Mayors seek to challenge diversion of water from Great Lakes

Canada and U.S. mayors fight decision to allow Waukesha to divert water from Lake Michigan

Tap water fills a glass on February 26, 2014 in the French southern city of Marseille. (ANNE-CHRISTINE POUJOULAT/AFP/Getty Images)


A group of mayors from Canada and the U.S. is trying to challenge a recent decision allowing an American city to draw water from the Great Lakes, arguing that it sets a dangerous precedent.

The Great Lakes and St. Lawrence Cities Initiative asked Monday for a hearing with the group of eight states that make up what’s known as the Great Lakes-St. Lawrence River Basin Water Resources Council.

In June, the council gave the Wisconsin city of Waukesha the green light to divert water from Lake Michigan, making it the first exception to an agreement banning diversions of water away from the Great Lakes-St. Lawrence River basin.

The Great Lakes and St. Lawrence Cities Initiative, which represents more than 100 local governments on both sides of the border, is now looking to fight that decision.

“This is just the beginning of something that could potentially grow and just be catastrophic,” Sandra Cooper, the mayor of Collingwood, Ont., and the group’s secretary-treasurer, said of Waukesha’s diversion. “There was no opportunity for public input with our Great Lakes community and I think that’s a downfall of the whole process.”

§ **GIVEN ENTRIES**
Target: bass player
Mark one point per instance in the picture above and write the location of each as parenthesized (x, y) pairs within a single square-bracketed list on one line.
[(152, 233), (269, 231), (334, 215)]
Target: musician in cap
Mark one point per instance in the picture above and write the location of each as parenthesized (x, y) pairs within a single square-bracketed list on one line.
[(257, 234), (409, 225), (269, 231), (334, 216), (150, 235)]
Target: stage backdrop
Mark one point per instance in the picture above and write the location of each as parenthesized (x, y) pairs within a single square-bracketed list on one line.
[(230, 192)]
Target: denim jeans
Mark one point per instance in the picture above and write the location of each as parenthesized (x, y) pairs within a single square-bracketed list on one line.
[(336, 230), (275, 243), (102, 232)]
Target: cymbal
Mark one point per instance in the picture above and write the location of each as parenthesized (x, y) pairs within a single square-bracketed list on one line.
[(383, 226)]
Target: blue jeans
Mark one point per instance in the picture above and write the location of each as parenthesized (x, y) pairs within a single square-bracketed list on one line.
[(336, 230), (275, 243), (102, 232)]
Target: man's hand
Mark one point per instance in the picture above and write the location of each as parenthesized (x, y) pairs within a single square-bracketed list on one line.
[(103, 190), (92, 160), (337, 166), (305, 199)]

==

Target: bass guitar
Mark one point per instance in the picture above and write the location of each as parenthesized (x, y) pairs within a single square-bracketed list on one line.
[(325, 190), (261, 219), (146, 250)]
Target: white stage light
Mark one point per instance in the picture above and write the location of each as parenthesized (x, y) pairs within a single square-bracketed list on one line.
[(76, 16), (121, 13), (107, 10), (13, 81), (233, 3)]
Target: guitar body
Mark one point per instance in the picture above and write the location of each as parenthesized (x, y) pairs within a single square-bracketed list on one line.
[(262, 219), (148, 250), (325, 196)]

§ **TASK TO COMPLETE**
Could you pull out the stretch from "The Great Lakes and St. Lawrence Cities Initiative asked" through "fight that decision." in the article on the Waukesha water diversion, word for word?

§ **EXERCISE RESPONSE**
The Great Lakes and St. Lawrence Cities Initiative asked Monday for a hearing with the group of eight states that make up what’s known as the Great Lakes-St. Lawrence River Basin Water Resources Council.

In June, the council gave the Wisconsin city of Waukesha the green light to divert water from Lake Michigan, making it the first exception to an agreement banning diversions of water away from the Great Lakes-St. Lawrence River basin.

The Great Lakes and St. Lawrence Cities Initiative, which represents more than 100 local governments on both sides of the border, is now looking to fight that decision.